- _INSTRUCCIONES_
1 > Indique si cada afirmación coincide con el texto sobre la declaración de Guerrieri: (a) Guerrieri dice conocer a los señores de la Policía Federal; (b) Guerrieri pide que sus delitos los juzgue un tribunal militar; (c) según Guerrieri, los militares tomaron el poder porque estaban locos. Responda sí o no a cada una y cite literalmente las palabras del texto que lo deciden.
2 > Retome el texto sobre la declaración de Guerrieri en el juicio y continúelo a partir de su última oración.

- _TEXTO PARA LEER_
####
Apegado al cinismo, Guerrieri celebra haber cumplido su rol de “militar convocado para
la lucha contra la subversión”. Pone énfasis en la teoría de los dos demonios mientras golpea la mesa. Descalifica a los “movimientos guerrilleros” de los setenta,
a los que tilda de fascistas, de marxistas y de leninistas. Despotrica contra el filósofo
italiano Antonio Gramsci y elucubra que el arma ideológica es más potente que el
cañón.
Resalta que no hay ninguna acusación directa en su contra. “No conozco a estos
señores de la Policía Federal”, recapitula. Por más que piense que la historia no se
repite, divaga con posturas políticas sobre países latinoamericanos y la jueza lo
detiene para que no se desvíe. Se excusa con que los militares no tomaron el poder
porque estaban locos, sino para poner orden.
Guerrieri jaquea los tres pilares de los organismos de derechos humanos: Memoria,
Verdad y Justicia. Contradice el primer concepto en alusión a la historia para imponer
la idea de que a las personas desaparecidas las quisieron juzgar; pero que, en
contraofensiva, mataron a los jueces. Acerca de la Verdad, esgrime que se ha
contado “de un solo lado”. Se autopercibe sanmartiniano y una mujer del público
refuta con que San Martín no le robaba todo a sus adversarios de guerra. Antes de
pedirle al tribunal que juzgue bien, vuelve a divagar sobre el “populismo socialista” y l
la jueza lo interrumpe una vez más. Hace hincapié en el narcotráfico rosarino, aunque
ha sido parte de ese negocio paraestatal que comenzó en la dictadura genocida,
según confesó Gustavo Bueno en un juicio anterior.
En cuanto a la Justicia, pide que a sus delitos los juzgue un tribunal militar.
####
- _EXTRACTOS DE DATOS_
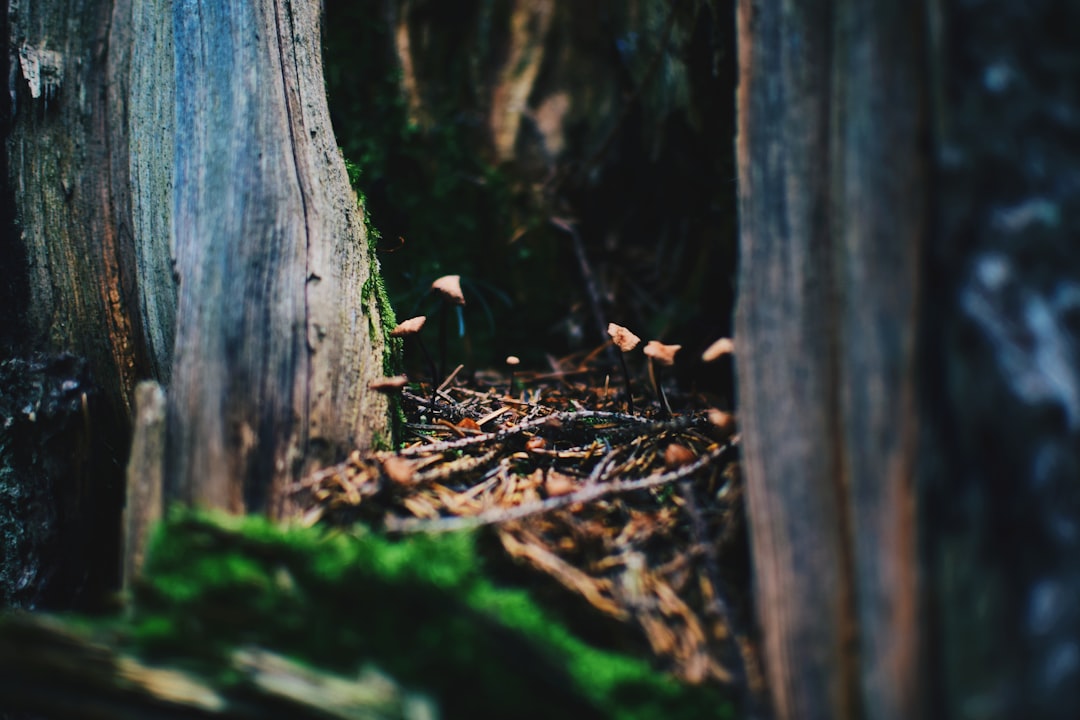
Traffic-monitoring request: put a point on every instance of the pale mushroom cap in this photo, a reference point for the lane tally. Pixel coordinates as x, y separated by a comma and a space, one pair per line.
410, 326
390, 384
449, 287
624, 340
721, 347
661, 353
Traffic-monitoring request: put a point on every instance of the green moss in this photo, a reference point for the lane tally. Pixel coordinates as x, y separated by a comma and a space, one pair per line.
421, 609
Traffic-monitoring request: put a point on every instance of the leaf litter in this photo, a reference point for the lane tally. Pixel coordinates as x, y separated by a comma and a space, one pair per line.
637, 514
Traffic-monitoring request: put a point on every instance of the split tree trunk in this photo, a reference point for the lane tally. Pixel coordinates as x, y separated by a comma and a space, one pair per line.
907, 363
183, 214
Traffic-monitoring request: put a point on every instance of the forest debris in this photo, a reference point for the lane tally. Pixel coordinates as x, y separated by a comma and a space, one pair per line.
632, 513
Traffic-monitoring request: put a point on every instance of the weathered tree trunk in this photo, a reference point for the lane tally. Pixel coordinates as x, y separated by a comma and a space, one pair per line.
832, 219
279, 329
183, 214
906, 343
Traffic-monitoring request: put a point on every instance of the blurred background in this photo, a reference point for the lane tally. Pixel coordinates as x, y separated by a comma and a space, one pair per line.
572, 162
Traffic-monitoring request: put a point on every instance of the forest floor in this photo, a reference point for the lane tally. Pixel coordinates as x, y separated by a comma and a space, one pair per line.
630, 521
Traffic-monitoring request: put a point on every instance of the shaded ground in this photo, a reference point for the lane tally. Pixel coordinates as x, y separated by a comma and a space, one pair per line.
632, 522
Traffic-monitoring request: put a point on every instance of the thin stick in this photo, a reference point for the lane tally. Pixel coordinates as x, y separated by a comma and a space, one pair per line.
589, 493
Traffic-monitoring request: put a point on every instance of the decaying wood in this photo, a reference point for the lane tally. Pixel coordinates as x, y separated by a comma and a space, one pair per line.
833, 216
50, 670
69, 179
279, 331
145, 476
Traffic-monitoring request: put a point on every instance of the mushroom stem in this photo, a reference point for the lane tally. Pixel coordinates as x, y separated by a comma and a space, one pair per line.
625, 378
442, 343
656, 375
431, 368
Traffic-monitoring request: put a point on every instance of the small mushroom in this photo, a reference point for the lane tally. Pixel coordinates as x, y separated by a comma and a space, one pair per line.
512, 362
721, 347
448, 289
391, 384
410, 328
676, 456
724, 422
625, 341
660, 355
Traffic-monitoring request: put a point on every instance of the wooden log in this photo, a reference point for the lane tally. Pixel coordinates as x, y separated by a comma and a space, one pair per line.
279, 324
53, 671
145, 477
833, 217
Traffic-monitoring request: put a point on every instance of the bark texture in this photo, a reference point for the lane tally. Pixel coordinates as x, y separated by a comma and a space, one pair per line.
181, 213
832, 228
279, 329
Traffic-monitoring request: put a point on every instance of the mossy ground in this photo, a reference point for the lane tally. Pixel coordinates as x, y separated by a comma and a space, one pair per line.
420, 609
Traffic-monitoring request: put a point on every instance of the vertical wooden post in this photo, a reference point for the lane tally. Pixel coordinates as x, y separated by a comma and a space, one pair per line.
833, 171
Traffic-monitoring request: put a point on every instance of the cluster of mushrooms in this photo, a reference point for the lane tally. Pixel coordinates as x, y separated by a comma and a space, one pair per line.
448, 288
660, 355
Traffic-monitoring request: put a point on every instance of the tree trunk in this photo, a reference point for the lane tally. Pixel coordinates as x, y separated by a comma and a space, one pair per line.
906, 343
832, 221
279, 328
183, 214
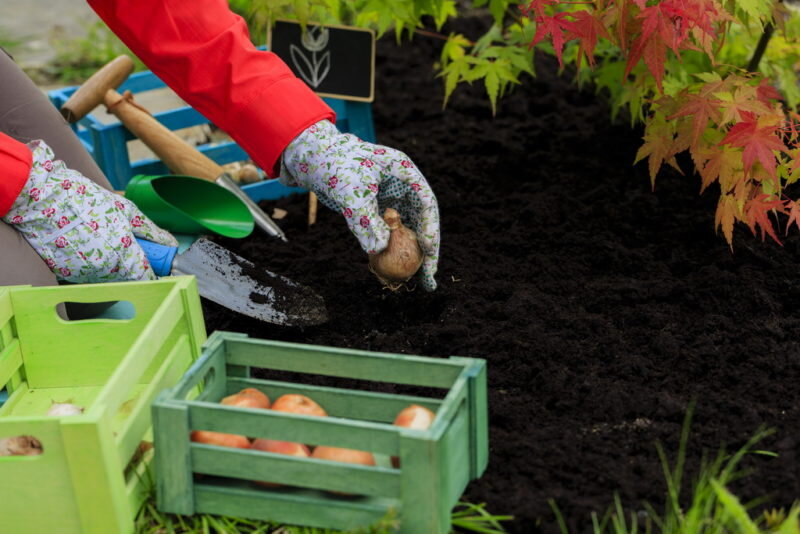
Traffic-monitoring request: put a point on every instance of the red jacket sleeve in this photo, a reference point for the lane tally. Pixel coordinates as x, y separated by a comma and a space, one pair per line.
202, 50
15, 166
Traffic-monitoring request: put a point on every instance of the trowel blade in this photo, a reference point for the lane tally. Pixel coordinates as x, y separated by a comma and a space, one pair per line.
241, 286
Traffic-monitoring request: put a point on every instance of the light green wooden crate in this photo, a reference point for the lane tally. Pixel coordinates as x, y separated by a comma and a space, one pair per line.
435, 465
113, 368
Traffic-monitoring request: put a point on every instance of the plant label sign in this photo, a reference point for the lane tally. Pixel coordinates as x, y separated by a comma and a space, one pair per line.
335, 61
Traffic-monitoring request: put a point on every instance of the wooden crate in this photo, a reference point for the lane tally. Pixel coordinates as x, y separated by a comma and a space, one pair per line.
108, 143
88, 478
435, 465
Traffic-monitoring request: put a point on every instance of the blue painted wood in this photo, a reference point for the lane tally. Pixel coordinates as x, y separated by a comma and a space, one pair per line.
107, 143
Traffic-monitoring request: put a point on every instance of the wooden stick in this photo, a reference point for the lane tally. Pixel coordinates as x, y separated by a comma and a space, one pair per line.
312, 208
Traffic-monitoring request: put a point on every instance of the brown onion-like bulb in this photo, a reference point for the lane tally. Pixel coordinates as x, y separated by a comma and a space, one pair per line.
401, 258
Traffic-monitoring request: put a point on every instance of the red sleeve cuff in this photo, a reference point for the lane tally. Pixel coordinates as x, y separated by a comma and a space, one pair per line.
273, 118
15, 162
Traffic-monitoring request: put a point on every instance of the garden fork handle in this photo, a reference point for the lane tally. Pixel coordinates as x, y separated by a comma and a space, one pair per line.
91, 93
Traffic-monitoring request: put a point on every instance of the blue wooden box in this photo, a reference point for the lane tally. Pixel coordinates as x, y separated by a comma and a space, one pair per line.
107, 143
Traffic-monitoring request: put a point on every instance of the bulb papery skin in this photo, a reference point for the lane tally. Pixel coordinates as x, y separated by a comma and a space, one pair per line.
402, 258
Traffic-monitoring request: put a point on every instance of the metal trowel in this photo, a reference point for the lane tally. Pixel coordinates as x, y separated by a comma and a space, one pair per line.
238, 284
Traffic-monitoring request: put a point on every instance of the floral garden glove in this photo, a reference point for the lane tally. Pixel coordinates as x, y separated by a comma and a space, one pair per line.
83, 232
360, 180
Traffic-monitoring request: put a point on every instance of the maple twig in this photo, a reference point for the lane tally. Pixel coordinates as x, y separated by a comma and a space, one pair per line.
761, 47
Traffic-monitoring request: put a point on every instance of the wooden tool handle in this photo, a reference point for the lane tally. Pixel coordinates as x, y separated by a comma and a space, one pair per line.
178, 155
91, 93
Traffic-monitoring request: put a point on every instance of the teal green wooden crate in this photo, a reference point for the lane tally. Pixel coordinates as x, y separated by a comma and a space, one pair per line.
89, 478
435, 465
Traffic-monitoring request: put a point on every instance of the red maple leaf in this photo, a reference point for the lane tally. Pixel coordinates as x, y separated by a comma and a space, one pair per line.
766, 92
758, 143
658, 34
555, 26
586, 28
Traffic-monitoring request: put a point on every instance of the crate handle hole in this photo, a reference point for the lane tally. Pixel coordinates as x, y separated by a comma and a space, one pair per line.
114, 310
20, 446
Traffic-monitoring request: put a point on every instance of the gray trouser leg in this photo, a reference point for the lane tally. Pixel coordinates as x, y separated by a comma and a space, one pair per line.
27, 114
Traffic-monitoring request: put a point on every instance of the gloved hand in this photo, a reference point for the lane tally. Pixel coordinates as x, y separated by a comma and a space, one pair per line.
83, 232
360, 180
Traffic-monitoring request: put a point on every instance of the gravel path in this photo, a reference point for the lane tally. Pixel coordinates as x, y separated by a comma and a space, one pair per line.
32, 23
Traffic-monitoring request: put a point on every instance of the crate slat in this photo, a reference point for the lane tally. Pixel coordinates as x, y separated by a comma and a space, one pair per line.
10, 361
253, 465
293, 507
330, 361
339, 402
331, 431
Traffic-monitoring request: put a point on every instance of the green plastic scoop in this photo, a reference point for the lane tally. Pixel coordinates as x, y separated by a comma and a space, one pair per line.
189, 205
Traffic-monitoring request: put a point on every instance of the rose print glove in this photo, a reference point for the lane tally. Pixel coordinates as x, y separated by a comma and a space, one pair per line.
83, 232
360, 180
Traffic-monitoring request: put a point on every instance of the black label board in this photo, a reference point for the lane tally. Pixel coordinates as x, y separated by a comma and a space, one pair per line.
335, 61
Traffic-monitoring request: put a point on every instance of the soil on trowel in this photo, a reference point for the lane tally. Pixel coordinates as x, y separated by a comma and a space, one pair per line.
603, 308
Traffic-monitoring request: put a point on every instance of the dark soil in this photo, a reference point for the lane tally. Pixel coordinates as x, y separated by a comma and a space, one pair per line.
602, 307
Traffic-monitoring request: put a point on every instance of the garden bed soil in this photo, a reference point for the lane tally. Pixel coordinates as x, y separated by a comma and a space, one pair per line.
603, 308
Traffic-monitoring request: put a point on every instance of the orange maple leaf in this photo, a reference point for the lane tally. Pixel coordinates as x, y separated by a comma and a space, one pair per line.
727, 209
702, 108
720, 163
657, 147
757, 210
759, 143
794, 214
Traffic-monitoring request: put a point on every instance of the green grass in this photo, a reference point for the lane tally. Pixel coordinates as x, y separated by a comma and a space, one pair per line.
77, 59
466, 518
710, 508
####
- _RESPUESTAS_
1 >
(a) No: «No conozco a estos señores de la Policía Federal».
(b) Sí: «pide que a sus delitos los juzgue un tribunal militar».
(c) No: «los militares no tomaron el poder porque estaban locos, sino para poner orden».

2 >
Balbucea que sus acciones intentaron apaciguar las aguas con un “fuego
antisubversivo”. “Las leyes de la naturaleza me van a llevar”, proyecta Guerrieri
sobre su potencial impunidad biológica. También relata que padece “ansiedad
emocional” y lamenta su falta de vitamina D por no estar expuesto al sol. Lamenta la
sangre argentina derramada. “No hay constancia histórica y las constancias históricas
que hay son erróneas”, se contradice. “Espero, doctora, que la pluma de ustedes sea
bien guiada cuando hagan la sentencia”, presiona. Por último, concluye: “Los hombres
adoran a Dios y al soldado ante el peligro, cuando el peligro ha pasado Dios es
olvidado y el soldado, despreciado”.
Oscar Roberto Giai resume sus 35 años en la Policía Federal. Se enfoca en la
confección de sumarios para desacreditar una prueba presentada por la parte
acusatoria: “Es una simple nota administrativa”. Describe a la acusación como
“un guión cinematográfico”.
Desmiente un recorte de un periódico y echa por tierra las pruebas incriminatorias,
a las que llama “datos falsos”. La excusa común es haber estado de licencia durante
los crímenes y Giai no es la excepción. “No tengo nada que ver”, culmina. Resalta
que la causa está armada y que no refleja la realidad que vivió. “Las verdaderas
pruebas están en que no estuve”, finaliza sin responder preguntas.
Tras un cuarto intermedio, agarra la posta Daniel Almeder, con ampliación de la
acusación.
En 1976 fue trasladado desde Capital Federal y no conocía Rosario. Denuncia una
“serie de irregularidades” y dice desconocer el motivo por el cual se lo nombra como
partícipe. “Niego todos los hechos”, asegura. Jorge Fariña declara que desconoce
todos los hechos pertenecientes a la ampliación. También recuerda haber declarado
muchísimas veces en estos juicios: “Es todo lo mismo, todo parecido”. “No contesto
nada, doctora, ya he contestado todo”, termina.
Desde una sala con aislación sonora perteneciente a Campo de Mayo, Roberto Squiro
cuenta que su nivel de estudio primario lo lleva a carecer de nivel intelectual como
para entender todas las razones por las que está imputado. Fue radioperador en
Rosario y niega haber participado en los crímenes: “Desconozco totalmente las causas”.
Se pregunta por qué lo sacaron de su domicilio a los 82 años y por qué lo llevaron a
400
kilómetros de distancia de su familia.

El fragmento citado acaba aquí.